__Supplied passage__:

--------------------------------

Odds and hazard ratios of diseases between the subgroups are shown in Fig. 5G–T and confidence intervals and P-values are available in Supplementary Tables S4 and S5. Subgroup III was associated with the highest prevalence of ischemic heart disease (7.5%, OR = 2.9), hypertension (19.3%, OR = 3.7), rheumatoid arthritis (2.3%, OR = 2.9) and cancer (9.1%, OR = 1.4). High incidence was observed for IHD (9.6 per 1000 person years, HR = 2.1) and the highest incidence for rheumatoid arthritis (1.6, HR = 2.53), cancer (12.8, HR = 1.3), stroke (2.6, HR = 1.9) and mortality (13.4, HR = 2.1).
The prevalence of diabetes was the highest in Subgroup II at 16.7% (OR = 12.6) and the incidence was 14.3 per 1000 person years (HR = 15.8). The incidence of ischemic heart disease in Subgroup II was the same as in Subgroup III (9.6 vs. 9.7, P > 0.05). There were no differences in the prevalence of dementia (0.13% vs. 0.14%, P > 0.05) or the incidence of dementia (1.4 vs. 1.5, P > 0.05) between Subgroups II and III.
Metabolic syndrome and multimorbidity
The metabolic syndrome (MetS) was developed to capture synergistic features associated with high cardiovascular risk23,24. The SOM patterns for MetS classification (NCEP ATP III) are shown in Fig. 6A–F and numerical results are available in Supplementary Table S6. High MetS prevalence was observed in Subgroup II (64.2%) and Subgroup III (57.8%) and the lowest in Subgroup IV (5.7%).

--------------------------------

__Data records__:
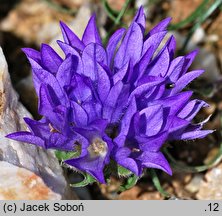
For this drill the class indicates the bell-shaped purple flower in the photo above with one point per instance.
(121, 101)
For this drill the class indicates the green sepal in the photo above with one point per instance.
(88, 179)
(123, 172)
(129, 183)
(65, 155)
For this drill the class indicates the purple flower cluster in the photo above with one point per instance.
(120, 102)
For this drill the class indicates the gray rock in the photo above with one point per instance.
(41, 162)
(21, 184)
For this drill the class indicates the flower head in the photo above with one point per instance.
(118, 102)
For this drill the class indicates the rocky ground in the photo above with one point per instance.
(25, 168)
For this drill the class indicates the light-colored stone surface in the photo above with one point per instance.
(21, 184)
(37, 160)
(210, 188)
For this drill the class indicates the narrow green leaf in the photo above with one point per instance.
(130, 182)
(88, 179)
(123, 171)
(157, 184)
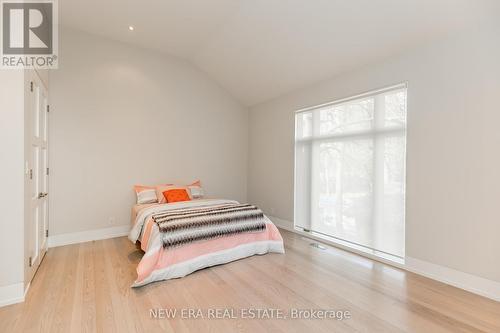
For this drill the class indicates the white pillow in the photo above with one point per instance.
(146, 196)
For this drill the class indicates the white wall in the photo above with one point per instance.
(121, 116)
(12, 180)
(453, 178)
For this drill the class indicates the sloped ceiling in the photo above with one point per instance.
(261, 49)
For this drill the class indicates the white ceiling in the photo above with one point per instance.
(260, 49)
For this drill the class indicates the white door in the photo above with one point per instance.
(38, 172)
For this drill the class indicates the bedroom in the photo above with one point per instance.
(362, 135)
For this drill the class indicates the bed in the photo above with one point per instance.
(163, 263)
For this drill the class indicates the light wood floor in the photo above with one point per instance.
(86, 287)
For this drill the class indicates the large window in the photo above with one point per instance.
(350, 170)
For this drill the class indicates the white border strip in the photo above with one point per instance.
(12, 294)
(89, 235)
(472, 283)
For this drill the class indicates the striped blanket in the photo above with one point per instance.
(187, 225)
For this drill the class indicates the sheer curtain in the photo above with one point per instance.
(350, 170)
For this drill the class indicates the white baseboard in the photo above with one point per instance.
(466, 281)
(12, 294)
(283, 224)
(89, 235)
(472, 283)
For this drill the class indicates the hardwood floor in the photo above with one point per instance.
(86, 288)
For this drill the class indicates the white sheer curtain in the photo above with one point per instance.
(350, 170)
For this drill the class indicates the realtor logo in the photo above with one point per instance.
(29, 36)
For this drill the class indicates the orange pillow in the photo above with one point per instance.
(176, 195)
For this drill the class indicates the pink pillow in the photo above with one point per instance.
(194, 190)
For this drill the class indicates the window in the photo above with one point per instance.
(350, 170)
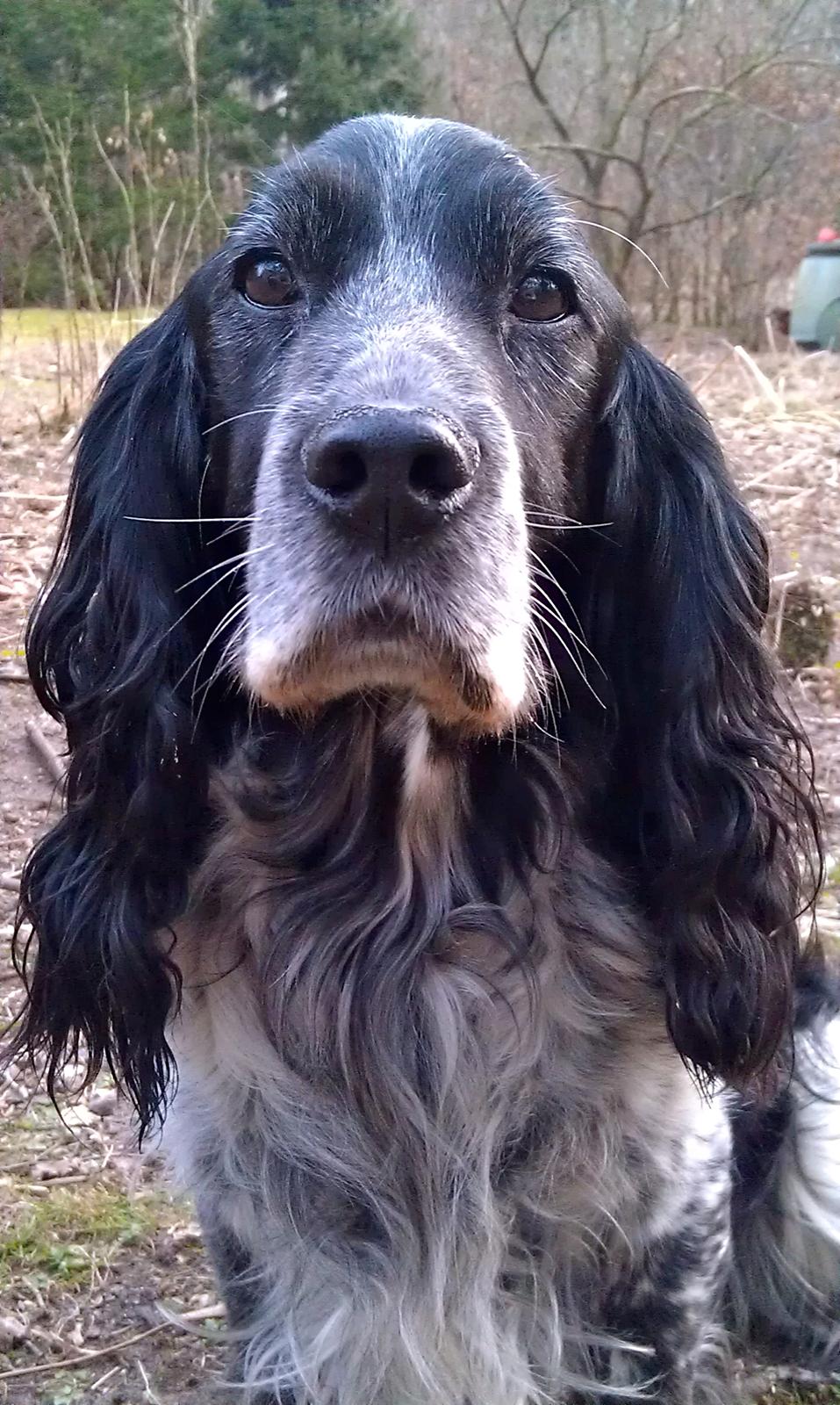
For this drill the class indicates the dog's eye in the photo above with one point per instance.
(542, 297)
(269, 281)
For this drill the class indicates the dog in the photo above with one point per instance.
(435, 836)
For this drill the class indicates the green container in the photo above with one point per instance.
(815, 313)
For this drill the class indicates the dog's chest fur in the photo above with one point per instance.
(432, 1124)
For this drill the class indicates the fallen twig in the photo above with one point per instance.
(65, 1363)
(54, 763)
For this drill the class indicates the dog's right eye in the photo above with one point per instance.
(266, 280)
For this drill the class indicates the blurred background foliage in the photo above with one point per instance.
(707, 133)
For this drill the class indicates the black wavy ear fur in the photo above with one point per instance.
(110, 650)
(708, 790)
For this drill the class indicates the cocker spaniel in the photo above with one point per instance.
(435, 836)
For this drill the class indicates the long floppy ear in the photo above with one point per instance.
(109, 653)
(708, 796)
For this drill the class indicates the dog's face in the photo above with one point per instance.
(398, 378)
(407, 341)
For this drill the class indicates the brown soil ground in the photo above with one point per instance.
(91, 1236)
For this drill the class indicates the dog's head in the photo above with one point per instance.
(398, 436)
(419, 339)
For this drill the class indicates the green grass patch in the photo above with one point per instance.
(60, 1236)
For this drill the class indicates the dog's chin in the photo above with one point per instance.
(456, 690)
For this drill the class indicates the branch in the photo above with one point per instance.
(600, 154)
(533, 77)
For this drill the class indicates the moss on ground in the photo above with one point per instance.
(63, 1236)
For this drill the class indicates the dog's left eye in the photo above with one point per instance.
(267, 280)
(542, 297)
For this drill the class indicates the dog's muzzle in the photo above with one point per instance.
(390, 475)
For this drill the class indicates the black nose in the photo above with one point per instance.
(390, 474)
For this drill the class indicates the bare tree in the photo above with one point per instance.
(674, 123)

--------------------------------

__Using the information__:
[A] According to the subgroup passage, which subgroup had the lowest prevalence of metabolic syndrome?
[B] Condense the paragraph of the subgroup passage that begins "The prevalence of diabetes was the highest" into a short bulleted list that keeps its main facts.
[C] Reproduce the subgroup passage word for word from "Metabolic syndrome and" to "Subgroup IV (5.7%).".

__Solutions to each task__:
[A] Subgroup IV, at 5.7%.

[B]
- Subgroup II had the highest diabetes prevalence (16.7%, OR = 12.6) and an incidence of 14.3 per 1000 person years (HR = 15.8).
- Ischemic heart disease incidence was the same in Subgroups II and III (9.6 vs. 9.7, P > 0.05).
- Subgroups II and III did not differ in dementia prevalence (0.13% vs. 0.14%) or incidence (1.4 vs. 1.5), both P > 0.05.

[C]
Metabolic syndrome and multimorbidity
The metabolic syndrome (MetS) was developed to capture synergistic features associated with high cardiovascular risk23,24. The SOM patterns for MetS classification (NCEP ATP III) are shown in Fig. 6A–F and numerical results are available in Supplementary Table S6. High MetS prevalence was observed in Subgroup II (64.2%) and Subgroup III (57.8%) and the lowest in Subgroup IV (5.7%).